ASSIGNMENT A >> In the tibial fracture passage, what deep infection fraction does the prospective analysis of immediate unreamed nailing report for each fracture grade?
ASSIGNMENT B >> Carry on the tibial fracture passage from its last sentence.

READING PASSAGE >>
= = = =

The borderline of soft-tissue severity in reamed or unreamed IMN for open tibial fractures has not yet been solved clearly. Sanders et al.40 indicated that unreamed tibial nailing was an acceptable technique for use in all open tibial shaft fractures (excluding type IIIC). They also reported that the overall chronic infection rate was 4%, with no infections in type I, II, and IIIA open fractures and a 13% rate in type IIIB open fractures. Moreover, Gaebler et al. reported in a multicenter analysis of closed and open tibial fractures treated with unreamed nailings that grade III fractures were serious injuries with an odds ratio 22.4 times higher of having a deep infection compared with patients with closed, grade I and II open fractures.41 However, no detailed information about subgroups of grade III was described. In a more recent prospective analysis of immediate unreamed IMNs for open tibial fractures (n = 143), the deep infection rate for the patients who were treated by protocol was only 3% (grade I: 1/33; grade II: 2/57, grade IIIB: 1/15).42 However, there were a small number of grade IIIB open tibial fractures in their series, and the validity of immediate IMN for severe open tibial fractures would not be clarified. Immediate IMN for IIIB and IIIC tibial fractures might be dangerous with respect to infection troubles on the basis of the above studies and the present analysis.

= = = =

(Items from a dataset)

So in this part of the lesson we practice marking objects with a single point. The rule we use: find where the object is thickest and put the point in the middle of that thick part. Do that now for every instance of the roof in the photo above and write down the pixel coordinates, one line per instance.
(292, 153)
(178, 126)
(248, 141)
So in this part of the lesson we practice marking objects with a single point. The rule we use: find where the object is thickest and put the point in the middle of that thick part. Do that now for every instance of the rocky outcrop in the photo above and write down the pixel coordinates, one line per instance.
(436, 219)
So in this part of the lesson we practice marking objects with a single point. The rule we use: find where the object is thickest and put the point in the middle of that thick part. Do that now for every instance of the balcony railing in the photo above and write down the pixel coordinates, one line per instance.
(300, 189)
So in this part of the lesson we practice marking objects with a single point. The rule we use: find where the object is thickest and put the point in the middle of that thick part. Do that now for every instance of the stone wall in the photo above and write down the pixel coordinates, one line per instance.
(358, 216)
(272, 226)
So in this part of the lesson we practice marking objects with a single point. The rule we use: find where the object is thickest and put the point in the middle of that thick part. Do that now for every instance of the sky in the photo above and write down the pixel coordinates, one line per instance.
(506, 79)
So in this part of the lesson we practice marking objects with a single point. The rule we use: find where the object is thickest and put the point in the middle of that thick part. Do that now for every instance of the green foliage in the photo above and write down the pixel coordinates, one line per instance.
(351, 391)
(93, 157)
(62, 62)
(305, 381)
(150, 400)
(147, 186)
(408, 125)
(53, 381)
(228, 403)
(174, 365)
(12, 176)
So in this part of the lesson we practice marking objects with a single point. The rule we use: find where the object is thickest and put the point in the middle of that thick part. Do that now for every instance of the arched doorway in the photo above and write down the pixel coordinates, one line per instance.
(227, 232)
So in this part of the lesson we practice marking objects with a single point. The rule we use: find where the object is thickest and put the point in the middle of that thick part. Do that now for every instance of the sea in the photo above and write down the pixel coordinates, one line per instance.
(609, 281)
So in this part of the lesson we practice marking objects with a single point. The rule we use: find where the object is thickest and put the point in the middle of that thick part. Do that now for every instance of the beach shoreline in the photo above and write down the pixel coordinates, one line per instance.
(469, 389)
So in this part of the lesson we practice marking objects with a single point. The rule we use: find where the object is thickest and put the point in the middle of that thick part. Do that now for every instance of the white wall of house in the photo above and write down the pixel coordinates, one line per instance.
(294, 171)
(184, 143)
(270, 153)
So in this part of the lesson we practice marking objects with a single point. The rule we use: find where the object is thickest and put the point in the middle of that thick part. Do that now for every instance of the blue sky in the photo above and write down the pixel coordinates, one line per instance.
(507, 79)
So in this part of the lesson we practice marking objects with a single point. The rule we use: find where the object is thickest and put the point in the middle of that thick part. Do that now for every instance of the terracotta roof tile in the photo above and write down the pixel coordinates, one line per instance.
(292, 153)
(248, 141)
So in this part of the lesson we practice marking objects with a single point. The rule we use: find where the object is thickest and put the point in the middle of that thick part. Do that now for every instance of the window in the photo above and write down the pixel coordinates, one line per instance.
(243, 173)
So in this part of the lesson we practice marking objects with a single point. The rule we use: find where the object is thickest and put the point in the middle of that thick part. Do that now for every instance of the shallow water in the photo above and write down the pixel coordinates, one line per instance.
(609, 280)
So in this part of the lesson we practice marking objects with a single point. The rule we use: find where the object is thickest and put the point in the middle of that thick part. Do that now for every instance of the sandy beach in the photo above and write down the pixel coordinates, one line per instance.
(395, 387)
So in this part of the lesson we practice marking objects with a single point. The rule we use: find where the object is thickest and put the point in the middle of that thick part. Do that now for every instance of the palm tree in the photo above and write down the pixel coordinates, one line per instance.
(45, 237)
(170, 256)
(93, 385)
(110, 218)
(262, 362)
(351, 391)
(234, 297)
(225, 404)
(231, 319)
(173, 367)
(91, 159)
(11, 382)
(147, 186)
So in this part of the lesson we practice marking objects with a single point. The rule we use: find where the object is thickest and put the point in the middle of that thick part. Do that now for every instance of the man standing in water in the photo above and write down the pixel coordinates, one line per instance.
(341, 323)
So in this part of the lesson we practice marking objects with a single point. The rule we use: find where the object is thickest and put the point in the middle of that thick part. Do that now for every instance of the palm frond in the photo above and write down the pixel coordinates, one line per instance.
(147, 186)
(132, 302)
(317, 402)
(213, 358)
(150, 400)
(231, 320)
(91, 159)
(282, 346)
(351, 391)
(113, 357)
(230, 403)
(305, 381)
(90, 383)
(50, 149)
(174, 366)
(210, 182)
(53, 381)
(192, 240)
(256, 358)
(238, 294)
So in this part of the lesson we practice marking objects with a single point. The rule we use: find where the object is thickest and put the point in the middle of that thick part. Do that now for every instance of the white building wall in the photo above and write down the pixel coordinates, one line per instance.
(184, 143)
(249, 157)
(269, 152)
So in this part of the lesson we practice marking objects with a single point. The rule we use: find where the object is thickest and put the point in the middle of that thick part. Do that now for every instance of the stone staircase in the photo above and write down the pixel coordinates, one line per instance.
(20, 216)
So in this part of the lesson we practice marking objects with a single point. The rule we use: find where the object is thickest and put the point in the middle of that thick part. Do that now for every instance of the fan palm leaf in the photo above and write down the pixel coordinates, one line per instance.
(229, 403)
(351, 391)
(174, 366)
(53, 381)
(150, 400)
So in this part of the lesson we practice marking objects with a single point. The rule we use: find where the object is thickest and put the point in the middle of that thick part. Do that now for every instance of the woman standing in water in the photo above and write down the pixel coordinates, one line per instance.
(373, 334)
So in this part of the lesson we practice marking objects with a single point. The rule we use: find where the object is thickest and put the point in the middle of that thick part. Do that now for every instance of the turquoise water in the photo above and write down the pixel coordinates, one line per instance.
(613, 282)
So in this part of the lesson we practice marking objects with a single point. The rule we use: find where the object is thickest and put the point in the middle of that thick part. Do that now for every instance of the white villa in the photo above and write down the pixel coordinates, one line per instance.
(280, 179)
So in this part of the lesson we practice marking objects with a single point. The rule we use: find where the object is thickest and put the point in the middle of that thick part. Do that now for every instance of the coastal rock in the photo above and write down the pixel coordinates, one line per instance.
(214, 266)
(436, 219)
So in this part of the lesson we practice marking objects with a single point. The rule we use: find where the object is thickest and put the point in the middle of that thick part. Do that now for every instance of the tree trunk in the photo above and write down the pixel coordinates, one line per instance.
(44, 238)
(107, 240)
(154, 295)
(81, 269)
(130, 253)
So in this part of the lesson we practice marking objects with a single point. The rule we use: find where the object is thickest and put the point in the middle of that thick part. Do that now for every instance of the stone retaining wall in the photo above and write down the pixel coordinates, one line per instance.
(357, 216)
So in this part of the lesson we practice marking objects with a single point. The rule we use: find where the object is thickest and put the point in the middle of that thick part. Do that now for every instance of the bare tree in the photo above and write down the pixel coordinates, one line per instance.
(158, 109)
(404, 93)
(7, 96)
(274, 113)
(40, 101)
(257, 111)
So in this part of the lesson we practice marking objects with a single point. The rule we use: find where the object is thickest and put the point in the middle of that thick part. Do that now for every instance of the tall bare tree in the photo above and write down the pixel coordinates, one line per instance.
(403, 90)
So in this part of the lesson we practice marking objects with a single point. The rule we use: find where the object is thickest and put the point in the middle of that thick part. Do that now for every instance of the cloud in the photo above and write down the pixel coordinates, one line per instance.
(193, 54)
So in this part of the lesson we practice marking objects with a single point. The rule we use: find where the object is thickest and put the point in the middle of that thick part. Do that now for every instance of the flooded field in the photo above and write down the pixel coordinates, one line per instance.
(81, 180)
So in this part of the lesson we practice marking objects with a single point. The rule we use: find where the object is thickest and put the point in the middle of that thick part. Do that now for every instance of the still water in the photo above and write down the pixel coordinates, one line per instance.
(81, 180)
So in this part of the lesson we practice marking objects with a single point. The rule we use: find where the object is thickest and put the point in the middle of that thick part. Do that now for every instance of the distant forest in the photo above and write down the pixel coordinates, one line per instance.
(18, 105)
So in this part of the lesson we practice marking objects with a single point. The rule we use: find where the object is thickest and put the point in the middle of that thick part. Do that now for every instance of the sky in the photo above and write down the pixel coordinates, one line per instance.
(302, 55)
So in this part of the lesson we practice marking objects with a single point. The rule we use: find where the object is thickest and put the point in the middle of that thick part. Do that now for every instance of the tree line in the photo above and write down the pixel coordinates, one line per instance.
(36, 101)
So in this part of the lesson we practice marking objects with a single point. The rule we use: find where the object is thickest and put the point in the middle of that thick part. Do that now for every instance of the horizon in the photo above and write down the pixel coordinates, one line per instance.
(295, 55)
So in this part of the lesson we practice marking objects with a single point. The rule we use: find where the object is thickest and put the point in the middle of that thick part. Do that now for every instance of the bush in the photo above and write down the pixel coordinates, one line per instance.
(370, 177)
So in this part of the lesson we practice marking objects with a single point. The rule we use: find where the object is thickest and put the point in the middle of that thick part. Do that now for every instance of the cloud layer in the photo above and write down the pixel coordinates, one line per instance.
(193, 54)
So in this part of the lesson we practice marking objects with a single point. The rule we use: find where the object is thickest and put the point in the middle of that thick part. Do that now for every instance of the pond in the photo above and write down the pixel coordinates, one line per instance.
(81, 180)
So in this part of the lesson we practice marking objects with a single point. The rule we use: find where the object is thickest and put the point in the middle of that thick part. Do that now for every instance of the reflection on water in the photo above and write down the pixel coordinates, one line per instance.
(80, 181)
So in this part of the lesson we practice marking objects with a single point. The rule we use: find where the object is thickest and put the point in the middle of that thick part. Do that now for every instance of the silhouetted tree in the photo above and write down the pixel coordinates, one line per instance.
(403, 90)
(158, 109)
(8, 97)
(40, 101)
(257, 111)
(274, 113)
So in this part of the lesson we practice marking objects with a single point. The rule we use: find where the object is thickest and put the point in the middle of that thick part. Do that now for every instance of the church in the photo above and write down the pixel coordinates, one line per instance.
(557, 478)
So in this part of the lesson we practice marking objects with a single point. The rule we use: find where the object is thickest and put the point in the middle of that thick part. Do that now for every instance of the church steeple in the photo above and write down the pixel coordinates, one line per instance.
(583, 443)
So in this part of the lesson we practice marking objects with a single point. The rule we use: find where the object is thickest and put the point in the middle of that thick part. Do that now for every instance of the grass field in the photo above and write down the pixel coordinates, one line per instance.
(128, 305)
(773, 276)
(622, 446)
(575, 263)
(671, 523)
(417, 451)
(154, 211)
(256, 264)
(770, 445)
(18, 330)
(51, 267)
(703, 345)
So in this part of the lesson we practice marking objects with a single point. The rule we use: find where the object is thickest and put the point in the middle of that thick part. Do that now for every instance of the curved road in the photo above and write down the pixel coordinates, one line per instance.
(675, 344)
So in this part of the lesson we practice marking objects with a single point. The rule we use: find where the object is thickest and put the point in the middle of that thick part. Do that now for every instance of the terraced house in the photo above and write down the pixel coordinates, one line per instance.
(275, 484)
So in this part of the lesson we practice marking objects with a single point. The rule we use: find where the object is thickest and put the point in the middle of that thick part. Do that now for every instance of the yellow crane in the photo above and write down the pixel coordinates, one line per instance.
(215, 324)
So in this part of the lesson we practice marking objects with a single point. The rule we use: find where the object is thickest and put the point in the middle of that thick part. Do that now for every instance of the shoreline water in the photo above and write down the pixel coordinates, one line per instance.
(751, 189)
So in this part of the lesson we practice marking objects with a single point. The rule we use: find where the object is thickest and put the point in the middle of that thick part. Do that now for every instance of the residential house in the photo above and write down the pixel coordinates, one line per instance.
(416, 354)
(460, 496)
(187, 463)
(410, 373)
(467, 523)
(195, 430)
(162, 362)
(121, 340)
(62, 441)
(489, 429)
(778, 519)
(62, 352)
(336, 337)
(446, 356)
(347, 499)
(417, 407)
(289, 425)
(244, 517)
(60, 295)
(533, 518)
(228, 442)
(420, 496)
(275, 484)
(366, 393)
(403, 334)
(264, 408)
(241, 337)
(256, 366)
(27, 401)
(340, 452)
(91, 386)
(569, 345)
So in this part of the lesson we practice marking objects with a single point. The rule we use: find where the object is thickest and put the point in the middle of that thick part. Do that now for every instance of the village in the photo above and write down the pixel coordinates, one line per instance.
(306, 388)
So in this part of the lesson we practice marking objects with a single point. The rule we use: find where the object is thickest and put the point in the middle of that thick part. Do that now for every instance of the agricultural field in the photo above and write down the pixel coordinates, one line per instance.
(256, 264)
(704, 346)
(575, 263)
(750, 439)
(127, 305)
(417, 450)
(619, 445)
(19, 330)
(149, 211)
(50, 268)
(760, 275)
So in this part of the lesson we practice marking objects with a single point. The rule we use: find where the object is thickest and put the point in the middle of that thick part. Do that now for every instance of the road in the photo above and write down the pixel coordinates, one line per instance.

= = = =

ANSWER BOX A >> grade I: 1/33; grade II: 2/57; grade IIIB: 1/15

ANSWER BOX B >>
Our analyses postulated that both the Gustilo type and the existence of deep infection were associated with fracture healing in open fractures treated with IMN. Henley et al.5 described, as previously mentioned in the initial section of discussion, that the severity of the soft-tissue injury rather than the choice of implant appeared to be the predominant factor influencing the rapidity of bone healing. Their results were similar to our results. In most of the reports about fracture healing in IMN for open tibial fractures, the use of unreamed, small-diameter nail resulted in delayed union or implant failure associated with delayed fracture healing, when compared with the use of reamed nailing.91025 However, reamed or unreamed procedures for open tibial fractures did not affect fracture healing in our multivariate analyses.

Lastly, we must mention an important issue in discussing the problem of treatment for open fractures. The Gustilo and Anderson classification is based on subjective description and is not an objective criterion based on scoring system. Two authors4344 have found this classification system to be associated with low interobserver agreement. According to Brumback et al.,43 interobserver agreement in the classification of open fractures of the tibia was about 60% based on 9 results of a survey of 245 orthopedic surgeons. Thus, the reliability of this classification system has been problematic. A recent classification based on an objective scoring system composed of the Ganga Hospital Injury Severity Score is thought to be useful for predicting the occurrence of deep infection and functional outcome.45

Although HFS18 has been devised for predictive indices of limb salvage or amputation, this scale is composed of eight objective items ([1] bone loss, [2] skin injury, [3] muscle injury, [4] wound contamination, [5] deperiostation, [6] local circulation, [7] systemic circulation, and [8] neurology), using a clear point system. We previously reported a new scoring system based on this HFS for predicting the occurrence of deep infection in open tibial fractures.46 Thus, we reclassified our cases according to HFS, as another classification tool. In addition, we should evaluate the validity and reliability of a treatment and regimen for open fractures under the consideration of the above.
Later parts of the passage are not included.